◆ WHAT TO DO: Give everything from the line containing "Please drop a marker on the house" down to the end of the rows below as a Markdown table with the columns Number and Text, numbering each line and leaving out blank lines.

##### DATA #####

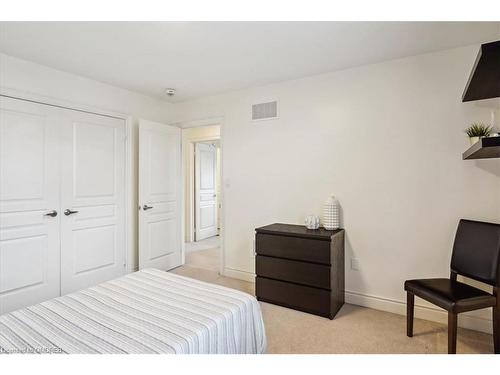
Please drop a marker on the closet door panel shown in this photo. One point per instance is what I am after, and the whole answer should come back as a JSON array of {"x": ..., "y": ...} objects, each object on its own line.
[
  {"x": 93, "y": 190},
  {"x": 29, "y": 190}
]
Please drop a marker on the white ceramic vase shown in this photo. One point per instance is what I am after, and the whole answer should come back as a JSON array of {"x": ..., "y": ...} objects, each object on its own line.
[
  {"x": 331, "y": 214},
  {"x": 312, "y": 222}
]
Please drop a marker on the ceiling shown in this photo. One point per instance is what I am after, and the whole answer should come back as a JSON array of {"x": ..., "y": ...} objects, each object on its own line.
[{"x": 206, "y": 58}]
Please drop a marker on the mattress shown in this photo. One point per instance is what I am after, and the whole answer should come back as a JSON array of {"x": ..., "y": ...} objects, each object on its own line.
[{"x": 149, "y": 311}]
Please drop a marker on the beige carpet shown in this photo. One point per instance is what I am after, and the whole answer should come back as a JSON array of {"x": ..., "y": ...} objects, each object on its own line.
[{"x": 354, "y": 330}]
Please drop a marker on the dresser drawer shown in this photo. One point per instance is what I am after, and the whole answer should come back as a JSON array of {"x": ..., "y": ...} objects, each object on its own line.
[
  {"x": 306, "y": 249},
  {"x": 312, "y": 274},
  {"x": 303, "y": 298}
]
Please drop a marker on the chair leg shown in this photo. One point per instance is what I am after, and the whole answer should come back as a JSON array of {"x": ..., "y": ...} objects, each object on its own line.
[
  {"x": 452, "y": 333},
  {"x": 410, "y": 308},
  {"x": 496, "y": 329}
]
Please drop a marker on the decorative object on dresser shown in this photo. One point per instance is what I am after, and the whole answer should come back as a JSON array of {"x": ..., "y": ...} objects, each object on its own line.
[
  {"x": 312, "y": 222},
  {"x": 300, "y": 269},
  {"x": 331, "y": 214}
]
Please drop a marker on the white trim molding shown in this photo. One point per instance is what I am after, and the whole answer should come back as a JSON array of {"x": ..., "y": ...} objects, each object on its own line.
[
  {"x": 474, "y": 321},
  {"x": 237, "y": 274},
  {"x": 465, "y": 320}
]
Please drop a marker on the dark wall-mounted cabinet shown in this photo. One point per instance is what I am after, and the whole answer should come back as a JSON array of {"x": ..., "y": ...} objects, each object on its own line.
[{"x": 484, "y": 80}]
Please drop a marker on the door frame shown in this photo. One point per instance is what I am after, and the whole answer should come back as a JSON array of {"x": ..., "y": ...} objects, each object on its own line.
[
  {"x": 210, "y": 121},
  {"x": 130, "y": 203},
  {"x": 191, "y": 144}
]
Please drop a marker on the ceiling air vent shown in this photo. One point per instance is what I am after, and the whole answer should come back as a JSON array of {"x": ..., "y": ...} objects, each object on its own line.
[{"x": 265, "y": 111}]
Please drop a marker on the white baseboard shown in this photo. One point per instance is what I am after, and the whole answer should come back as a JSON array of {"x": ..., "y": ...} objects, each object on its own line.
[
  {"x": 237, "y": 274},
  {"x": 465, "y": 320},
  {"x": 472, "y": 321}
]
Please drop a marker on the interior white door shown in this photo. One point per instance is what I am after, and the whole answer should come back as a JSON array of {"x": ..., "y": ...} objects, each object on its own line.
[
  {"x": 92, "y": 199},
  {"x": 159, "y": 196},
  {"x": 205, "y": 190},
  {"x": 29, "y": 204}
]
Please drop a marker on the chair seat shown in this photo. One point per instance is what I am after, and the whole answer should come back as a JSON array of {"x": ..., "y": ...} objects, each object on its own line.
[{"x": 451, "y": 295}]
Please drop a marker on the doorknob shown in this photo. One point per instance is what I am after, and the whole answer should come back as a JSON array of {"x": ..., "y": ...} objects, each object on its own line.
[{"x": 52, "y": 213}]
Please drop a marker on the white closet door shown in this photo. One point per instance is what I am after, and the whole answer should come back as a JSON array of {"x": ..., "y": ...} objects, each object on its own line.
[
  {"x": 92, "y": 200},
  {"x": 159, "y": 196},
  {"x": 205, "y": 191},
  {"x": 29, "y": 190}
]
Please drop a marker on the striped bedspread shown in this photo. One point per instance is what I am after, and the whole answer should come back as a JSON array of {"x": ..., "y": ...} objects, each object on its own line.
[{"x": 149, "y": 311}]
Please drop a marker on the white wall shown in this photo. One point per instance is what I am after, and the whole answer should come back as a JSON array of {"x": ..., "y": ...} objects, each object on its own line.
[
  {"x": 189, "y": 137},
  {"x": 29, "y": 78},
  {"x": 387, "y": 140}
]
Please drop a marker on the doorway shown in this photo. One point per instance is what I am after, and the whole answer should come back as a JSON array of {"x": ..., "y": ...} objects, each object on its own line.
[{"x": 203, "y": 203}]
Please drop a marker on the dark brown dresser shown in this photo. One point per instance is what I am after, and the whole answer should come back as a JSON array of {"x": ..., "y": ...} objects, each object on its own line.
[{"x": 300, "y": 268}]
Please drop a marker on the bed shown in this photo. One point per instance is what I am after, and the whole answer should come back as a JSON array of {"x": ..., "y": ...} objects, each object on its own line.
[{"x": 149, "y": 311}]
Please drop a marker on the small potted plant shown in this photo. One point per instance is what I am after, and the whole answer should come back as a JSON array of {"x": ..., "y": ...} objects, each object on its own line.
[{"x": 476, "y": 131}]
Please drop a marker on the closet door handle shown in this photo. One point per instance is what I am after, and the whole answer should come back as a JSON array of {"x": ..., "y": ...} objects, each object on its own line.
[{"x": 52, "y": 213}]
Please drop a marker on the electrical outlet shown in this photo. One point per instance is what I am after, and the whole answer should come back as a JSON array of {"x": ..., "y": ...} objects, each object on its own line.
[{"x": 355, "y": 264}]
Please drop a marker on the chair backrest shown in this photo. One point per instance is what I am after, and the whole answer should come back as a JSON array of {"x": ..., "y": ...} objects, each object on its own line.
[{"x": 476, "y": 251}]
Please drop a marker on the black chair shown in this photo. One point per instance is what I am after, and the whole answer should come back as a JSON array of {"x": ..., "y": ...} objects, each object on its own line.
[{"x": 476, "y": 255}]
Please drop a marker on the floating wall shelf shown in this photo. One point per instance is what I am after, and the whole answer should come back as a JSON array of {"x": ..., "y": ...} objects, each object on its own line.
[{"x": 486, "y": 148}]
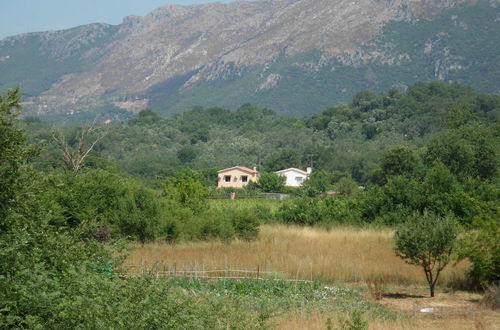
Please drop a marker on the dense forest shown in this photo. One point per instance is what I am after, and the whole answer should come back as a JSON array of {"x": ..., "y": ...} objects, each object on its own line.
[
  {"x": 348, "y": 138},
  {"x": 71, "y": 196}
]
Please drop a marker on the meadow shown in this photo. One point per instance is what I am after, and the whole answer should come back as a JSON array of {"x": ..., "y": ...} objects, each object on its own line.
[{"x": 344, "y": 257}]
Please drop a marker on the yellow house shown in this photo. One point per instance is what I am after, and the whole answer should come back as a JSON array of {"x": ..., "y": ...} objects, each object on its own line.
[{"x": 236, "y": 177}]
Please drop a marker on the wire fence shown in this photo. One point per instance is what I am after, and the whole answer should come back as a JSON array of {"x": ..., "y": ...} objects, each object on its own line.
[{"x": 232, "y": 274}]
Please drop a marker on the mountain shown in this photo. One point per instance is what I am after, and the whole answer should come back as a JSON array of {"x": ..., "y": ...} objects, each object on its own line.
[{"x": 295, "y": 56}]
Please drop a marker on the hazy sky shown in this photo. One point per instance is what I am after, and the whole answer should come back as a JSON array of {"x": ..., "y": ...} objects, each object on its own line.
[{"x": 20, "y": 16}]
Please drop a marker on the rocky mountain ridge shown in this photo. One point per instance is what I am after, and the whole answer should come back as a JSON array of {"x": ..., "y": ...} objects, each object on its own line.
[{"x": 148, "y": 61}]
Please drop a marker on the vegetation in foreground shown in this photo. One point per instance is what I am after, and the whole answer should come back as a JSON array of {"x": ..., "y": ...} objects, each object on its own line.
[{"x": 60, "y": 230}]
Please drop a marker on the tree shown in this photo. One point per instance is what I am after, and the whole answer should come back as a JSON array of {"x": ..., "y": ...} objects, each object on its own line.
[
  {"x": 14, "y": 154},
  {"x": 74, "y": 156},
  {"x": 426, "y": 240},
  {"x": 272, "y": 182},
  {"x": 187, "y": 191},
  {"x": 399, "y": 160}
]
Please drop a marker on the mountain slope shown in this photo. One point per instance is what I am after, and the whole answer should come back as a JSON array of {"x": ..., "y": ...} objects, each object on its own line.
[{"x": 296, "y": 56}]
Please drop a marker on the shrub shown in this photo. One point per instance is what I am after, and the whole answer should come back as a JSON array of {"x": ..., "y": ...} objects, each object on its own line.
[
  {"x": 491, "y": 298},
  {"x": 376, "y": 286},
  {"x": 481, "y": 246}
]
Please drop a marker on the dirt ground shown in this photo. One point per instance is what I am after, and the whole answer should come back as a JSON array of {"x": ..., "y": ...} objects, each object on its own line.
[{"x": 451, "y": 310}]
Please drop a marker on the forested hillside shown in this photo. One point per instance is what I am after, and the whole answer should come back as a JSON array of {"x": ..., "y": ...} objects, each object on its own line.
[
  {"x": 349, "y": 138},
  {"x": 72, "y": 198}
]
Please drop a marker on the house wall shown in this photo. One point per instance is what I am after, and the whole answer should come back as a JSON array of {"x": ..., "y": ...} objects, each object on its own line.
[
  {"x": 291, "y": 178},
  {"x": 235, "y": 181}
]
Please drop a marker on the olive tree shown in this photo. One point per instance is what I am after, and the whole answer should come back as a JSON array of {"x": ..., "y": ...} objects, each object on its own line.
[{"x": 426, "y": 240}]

#####

◆ OUTPUT OF THE EXERCISE:
| Number | Text |
|---|---|
| 1 | Please drop a marker on the house wall shown in this photo. One point per instance is what I am after, and the whole answer should come back as a JSON array of {"x": ..., "y": ...} objects, each object on its own line. |
| 2 | [ |
| 3 |   {"x": 291, "y": 178}, |
| 4 |   {"x": 235, "y": 181} |
| 5 | ] |
| 6 | Please drop a marker on the olive tree shown in this photo. One point per instance is what I am after, and the whole answer should come back as a JSON array of {"x": ..., "y": ...} objects, each object on its own line. |
| 7 | [{"x": 426, "y": 240}] |